**Task statement**
Restate the records that follow word for word; no pictures should appear.

====== Recorded data ======

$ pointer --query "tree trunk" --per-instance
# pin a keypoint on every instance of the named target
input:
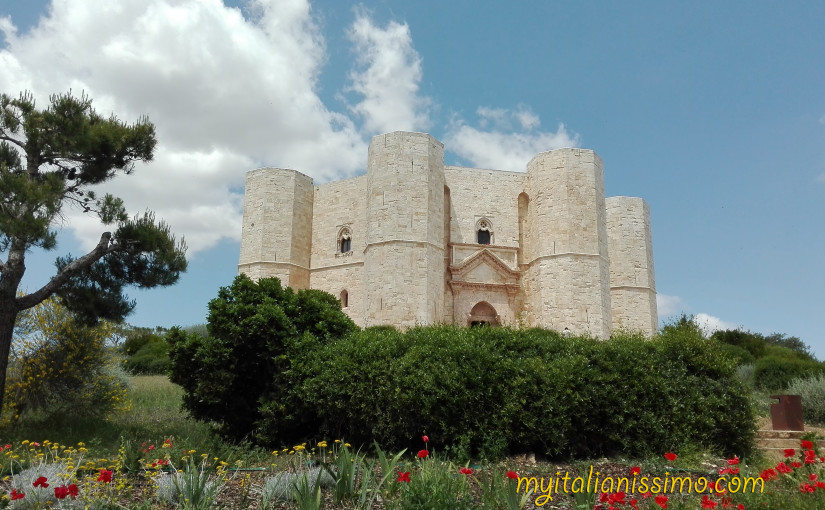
(8, 314)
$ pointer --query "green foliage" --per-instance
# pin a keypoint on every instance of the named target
(739, 355)
(241, 374)
(60, 155)
(490, 391)
(753, 343)
(62, 367)
(812, 391)
(776, 371)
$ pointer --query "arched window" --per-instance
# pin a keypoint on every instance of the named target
(345, 240)
(484, 231)
(483, 314)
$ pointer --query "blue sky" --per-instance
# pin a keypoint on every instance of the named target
(713, 112)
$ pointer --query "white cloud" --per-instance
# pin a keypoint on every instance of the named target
(226, 93)
(708, 323)
(669, 305)
(388, 77)
(505, 139)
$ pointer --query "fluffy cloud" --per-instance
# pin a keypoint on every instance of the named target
(505, 139)
(229, 91)
(669, 305)
(708, 323)
(226, 93)
(388, 77)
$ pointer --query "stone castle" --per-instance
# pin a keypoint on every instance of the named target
(417, 242)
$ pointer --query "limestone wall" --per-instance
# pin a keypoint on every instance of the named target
(404, 255)
(567, 279)
(561, 255)
(632, 280)
(340, 204)
(277, 224)
(492, 194)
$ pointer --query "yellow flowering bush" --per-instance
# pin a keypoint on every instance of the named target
(60, 366)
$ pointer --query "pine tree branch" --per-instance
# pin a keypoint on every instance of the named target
(103, 248)
(15, 141)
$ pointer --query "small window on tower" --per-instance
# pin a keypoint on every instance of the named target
(484, 232)
(345, 240)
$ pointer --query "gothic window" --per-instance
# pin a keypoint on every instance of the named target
(484, 231)
(345, 240)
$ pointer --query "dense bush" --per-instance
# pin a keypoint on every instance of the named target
(256, 330)
(60, 366)
(490, 391)
(812, 391)
(776, 371)
(286, 366)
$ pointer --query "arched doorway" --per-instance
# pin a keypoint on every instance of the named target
(483, 314)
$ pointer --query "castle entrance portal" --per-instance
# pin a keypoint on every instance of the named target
(483, 314)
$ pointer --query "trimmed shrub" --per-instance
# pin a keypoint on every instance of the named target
(244, 367)
(489, 391)
(812, 390)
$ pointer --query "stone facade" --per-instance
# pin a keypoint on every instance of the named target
(417, 242)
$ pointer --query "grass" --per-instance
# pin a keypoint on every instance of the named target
(155, 415)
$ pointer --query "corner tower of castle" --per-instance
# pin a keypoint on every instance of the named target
(417, 242)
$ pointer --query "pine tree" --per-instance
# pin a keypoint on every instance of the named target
(51, 159)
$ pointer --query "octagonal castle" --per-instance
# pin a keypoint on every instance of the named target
(417, 242)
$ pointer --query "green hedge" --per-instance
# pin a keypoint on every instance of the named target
(490, 391)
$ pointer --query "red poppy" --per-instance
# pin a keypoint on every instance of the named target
(616, 498)
(768, 474)
(783, 468)
(63, 491)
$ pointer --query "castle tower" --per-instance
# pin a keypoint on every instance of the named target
(404, 254)
(632, 285)
(567, 276)
(276, 239)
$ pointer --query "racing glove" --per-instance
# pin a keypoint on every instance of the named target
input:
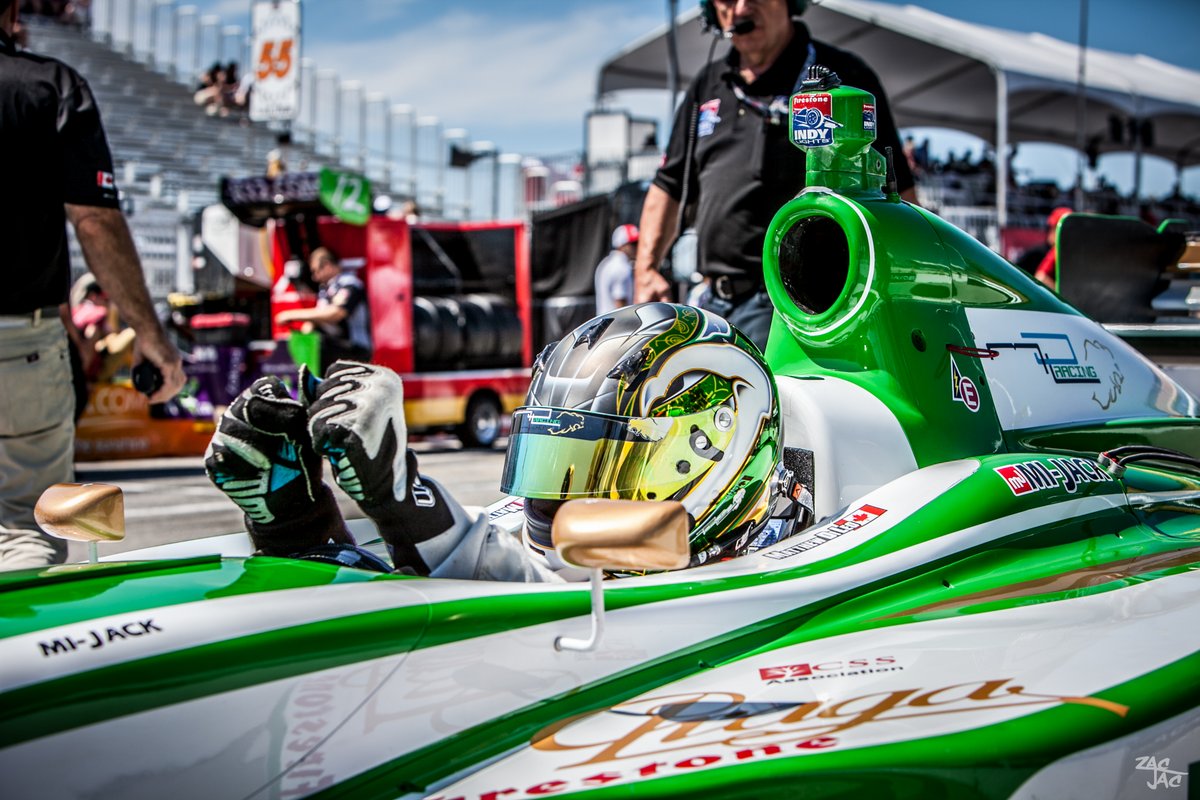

======

**Response area**
$ pointer --query "tree trunk" --per-instance
# pin a keypoint on every instance of the named target
input:
(8, 314)
$ pointer --query "green foliage" --per-instance
# pin a keypoint on every instance of the named target
(739, 355)
(241, 374)
(60, 155)
(490, 391)
(753, 343)
(62, 367)
(812, 391)
(776, 371)
$ pointer --query "arched window" --per-instance
# pin a keypoint on every instance of the named target
(345, 240)
(484, 231)
(483, 314)
$ pointer --query "blue sky" --per-instance
# pin a keypoint on every instance of the named target
(713, 112)
$ pointer --query "white cloud" --per-instance
# pin a keypoint on every instance of the named target
(226, 93)
(708, 323)
(669, 305)
(388, 77)
(505, 139)
$ pointer --query "fluffy cloud" --per-instance
# pin a keypoint on every instance of the named target
(505, 139)
(229, 91)
(669, 305)
(708, 323)
(226, 93)
(388, 77)
$ pointer --query "stone castle" --per-instance
# pin a keypoint on every instance of the named target
(417, 242)
$ pointer --query "limestone wall" --per-instance
# pin a keypoint on every instance of the named target
(404, 255)
(567, 279)
(561, 255)
(632, 280)
(340, 204)
(277, 224)
(492, 194)
$ pointer --query "yellow flowering bush" --per-instance
# pin a keypoint on every instance of the named target
(60, 366)
$ pointer --query "pine tree branch" --per-instance
# pin a keypoint on every instance of the named target
(103, 248)
(15, 141)
$ pointer --query "small window on tower" --per-instance
# pin a keypoint on every instance of the named target
(484, 232)
(345, 240)
$ pointer --query "gothic window" --per-instance
# pin a keypoint on every instance of the named target
(484, 231)
(345, 240)
$ pointer --query "dense bush" --per-instance
# pin a keypoint on every instance of the named target
(256, 330)
(60, 366)
(490, 391)
(812, 391)
(776, 371)
(286, 366)
$ pointer --query "arched doorway" --per-instance
# pin a keypoint on every instance of the named target
(483, 314)
$ pointer --query "castle entrance portal" --per-instance
# pin a keypoint on every instance of the named target
(483, 314)
$ pointer --query "trimmed shrub" --per-instance
# pin a keypoint on every instance of the named target
(244, 367)
(489, 391)
(812, 390)
$ pointer --query "stone facade" --per-instance
# pin a keypoint on every instance of the named target
(417, 242)
$ pointer --query "grass" --per-instance
# pin a keypoint on every instance of the named target
(155, 415)
$ pointer --query "corner tower of castle" --per-instance
# pin a keypoint on every instance of the named target
(417, 242)
$ pointer --query "pine tree" --per-instance
# pin a keypoint on every instance of the named target
(51, 159)
$ pointer --query "octagonal castle" --per-instance
# pin a keypoint on every instance of the named target
(417, 242)
$ pointer --query "green hedge" --per-instance
# pin a keypoint on every instance of the named target
(490, 391)
$ pointer --query "red poppy" --per-instance
# pin a keypoint on every instance of the named target
(616, 498)
(768, 474)
(783, 468)
(63, 491)
$ pointer --query "castle tower" --per-instance
# pin a keypoint on every instance of the named target
(404, 254)
(632, 285)
(567, 276)
(276, 239)
$ pointer --query "racing glove" --per-instance
# pin a keypoint on every instance of the named target
input:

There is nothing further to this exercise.